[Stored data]
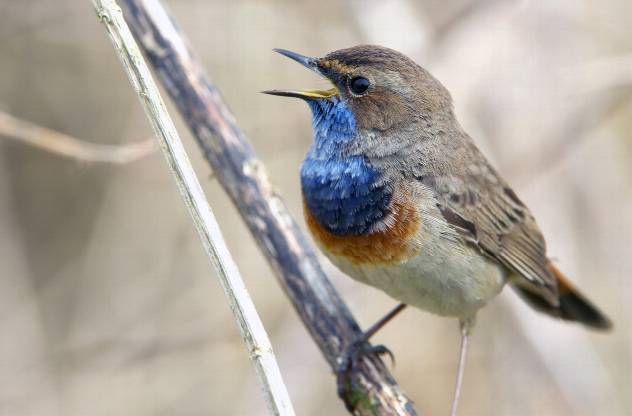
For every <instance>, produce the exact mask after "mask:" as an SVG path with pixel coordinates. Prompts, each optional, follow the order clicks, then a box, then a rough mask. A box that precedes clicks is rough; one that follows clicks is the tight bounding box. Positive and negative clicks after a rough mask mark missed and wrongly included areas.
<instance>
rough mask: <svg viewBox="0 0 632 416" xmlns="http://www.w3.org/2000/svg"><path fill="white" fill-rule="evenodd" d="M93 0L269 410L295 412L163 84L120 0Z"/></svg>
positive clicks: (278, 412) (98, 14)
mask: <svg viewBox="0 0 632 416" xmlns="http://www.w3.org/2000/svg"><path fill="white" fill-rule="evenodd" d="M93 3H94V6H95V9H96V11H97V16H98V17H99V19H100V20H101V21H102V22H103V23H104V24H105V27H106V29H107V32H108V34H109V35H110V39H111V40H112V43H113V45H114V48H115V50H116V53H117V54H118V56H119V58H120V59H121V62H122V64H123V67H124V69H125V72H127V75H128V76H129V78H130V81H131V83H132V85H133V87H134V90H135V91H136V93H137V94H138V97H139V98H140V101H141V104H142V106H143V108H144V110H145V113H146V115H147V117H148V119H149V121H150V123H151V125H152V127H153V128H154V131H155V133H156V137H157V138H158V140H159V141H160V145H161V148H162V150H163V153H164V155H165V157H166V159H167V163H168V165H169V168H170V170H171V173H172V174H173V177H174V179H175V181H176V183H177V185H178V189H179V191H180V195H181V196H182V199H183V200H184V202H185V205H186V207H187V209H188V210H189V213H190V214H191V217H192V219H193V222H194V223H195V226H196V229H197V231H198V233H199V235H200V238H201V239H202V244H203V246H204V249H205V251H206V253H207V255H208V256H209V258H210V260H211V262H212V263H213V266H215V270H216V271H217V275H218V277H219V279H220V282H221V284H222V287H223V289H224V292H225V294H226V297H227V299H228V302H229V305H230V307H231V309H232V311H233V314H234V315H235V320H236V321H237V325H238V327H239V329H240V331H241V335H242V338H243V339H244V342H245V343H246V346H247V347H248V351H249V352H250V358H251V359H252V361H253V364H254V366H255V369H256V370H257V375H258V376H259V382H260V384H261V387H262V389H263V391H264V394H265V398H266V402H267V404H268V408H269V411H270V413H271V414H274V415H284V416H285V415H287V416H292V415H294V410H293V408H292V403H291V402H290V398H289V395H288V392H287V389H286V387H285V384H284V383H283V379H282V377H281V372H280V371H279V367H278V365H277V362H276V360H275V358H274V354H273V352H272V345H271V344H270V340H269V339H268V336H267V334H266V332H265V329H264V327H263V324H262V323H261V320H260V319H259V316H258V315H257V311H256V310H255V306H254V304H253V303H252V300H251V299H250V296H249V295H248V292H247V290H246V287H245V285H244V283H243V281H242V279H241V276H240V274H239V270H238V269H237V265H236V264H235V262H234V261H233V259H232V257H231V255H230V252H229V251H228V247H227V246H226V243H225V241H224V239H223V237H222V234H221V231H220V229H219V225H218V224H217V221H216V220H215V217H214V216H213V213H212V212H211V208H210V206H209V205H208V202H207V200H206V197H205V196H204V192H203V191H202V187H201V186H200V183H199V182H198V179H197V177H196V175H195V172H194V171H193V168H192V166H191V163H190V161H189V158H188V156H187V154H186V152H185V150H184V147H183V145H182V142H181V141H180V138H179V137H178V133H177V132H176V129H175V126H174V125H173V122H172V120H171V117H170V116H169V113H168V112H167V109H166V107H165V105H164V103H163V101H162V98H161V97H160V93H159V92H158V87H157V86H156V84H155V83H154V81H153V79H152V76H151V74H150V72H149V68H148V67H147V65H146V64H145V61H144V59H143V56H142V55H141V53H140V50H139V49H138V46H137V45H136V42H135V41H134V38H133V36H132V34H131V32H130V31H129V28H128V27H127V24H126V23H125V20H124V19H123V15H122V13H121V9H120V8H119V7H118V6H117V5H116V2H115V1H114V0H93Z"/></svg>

PROBLEM: Print every entry word for word; omit the pictures.

ANSWER BOX:
For every <instance>, produce the exact mask after "mask:" as an SVG path with pixel coordinates. Prompts, each optional, follow the order clicks, then a box, then a rough mask. A box that precedes clicks is rough; one that follows clicks is the tight bounding box. Positive and negative clicks after a rough mask mark missed and wrongly included areas.
<instance>
rough mask: <svg viewBox="0 0 632 416" xmlns="http://www.w3.org/2000/svg"><path fill="white" fill-rule="evenodd" d="M93 0L269 410L295 412L163 84L120 0Z"/></svg>
positive clicks: (278, 412) (98, 14)
mask: <svg viewBox="0 0 632 416" xmlns="http://www.w3.org/2000/svg"><path fill="white" fill-rule="evenodd" d="M93 3H94V6H95V9H96V11H97V16H98V17H99V19H100V20H101V21H102V22H103V23H104V24H105V27H106V29H107V32H108V34H109V35H110V39H111V40H112V43H113V45H114V48H115V50H116V53H117V54H118V56H119V58H120V59H121V62H122V64H123V67H124V69H125V72H127V75H128V76H129V78H130V81H131V83H132V85H133V87H134V90H135V91H136V93H137V94H138V97H139V98H140V101H141V104H142V106H143V108H144V110H145V113H146V115H147V117H148V119H149V121H150V123H151V125H152V127H153V128H154V131H155V133H156V137H157V138H158V140H159V141H160V145H161V148H162V150H163V153H164V155H165V157H166V159H167V163H168V165H169V168H170V170H171V173H172V174H173V177H174V179H175V181H176V183H177V185H178V189H179V191H180V195H181V196H182V199H183V200H184V202H185V205H186V207H187V209H188V210H189V213H190V214H191V217H192V219H193V222H194V223H195V226H196V229H197V231H198V233H199V235H200V238H201V239H202V244H203V246H204V249H205V251H206V253H207V255H208V256H209V258H210V260H211V262H212V263H213V266H215V270H216V271H217V275H218V277H219V279H220V282H221V284H222V287H223V289H224V292H225V294H226V297H227V299H228V302H229V305H230V307H231V309H232V311H233V314H234V315H235V320H236V321H237V325H238V327H239V329H240V331H241V335H242V338H243V339H244V342H245V343H246V346H247V347H248V351H249V352H250V358H251V359H252V361H253V364H254V366H255V369H256V370H257V375H258V376H259V382H260V384H261V387H262V389H263V391H264V394H265V398H266V402H267V404H268V408H269V411H270V413H271V414H274V415H284V416H285V415H287V416H292V415H294V410H293V408H292V403H291V402H290V398H289V395H288V392H287V389H286V387H285V384H284V383H283V379H282V377H281V372H280V371H279V367H278V365H277V362H276V360H275V358H274V354H273V352H272V345H271V344H270V340H269V339H268V336H267V334H266V332H265V329H264V327H263V324H262V323H261V320H260V319H259V316H258V315H257V311H256V310H255V306H254V304H253V303H252V300H251V299H250V296H249V295H248V292H247V290H246V287H245V285H244V283H243V281H242V279H241V276H240V274H239V270H238V269H237V265H236V264H235V262H234V261H233V259H232V257H231V255H230V252H229V251H228V247H227V246H226V243H225V241H224V239H223V237H222V234H221V231H220V229H219V225H218V224H217V221H216V220H215V217H214V216H213V213H212V212H211V208H210V206H209V205H208V202H207V200H206V197H205V196H204V192H203V191H202V187H201V186H200V183H199V182H198V179H197V177H196V175H195V172H194V171H193V168H192V166H191V163H190V161H189V158H188V156H187V154H186V152H185V150H184V147H183V145H182V142H181V141H180V138H179V137H178V133H177V132H176V129H175V126H174V125H173V122H172V120H171V117H170V116H169V113H168V112H167V109H166V107H165V105H164V103H163V101H162V98H161V97H160V93H159V92H158V87H157V86H156V84H155V83H154V81H153V79H152V76H151V74H150V72H149V68H148V67H147V65H146V64H145V61H144V59H143V56H142V55H141V53H140V50H139V49H138V46H137V45H136V42H135V41H134V38H133V36H132V34H131V32H130V31H129V28H128V27H127V24H126V23H125V20H124V19H123V15H122V13H121V9H120V8H119V7H118V6H117V5H116V2H115V1H114V0H93Z"/></svg>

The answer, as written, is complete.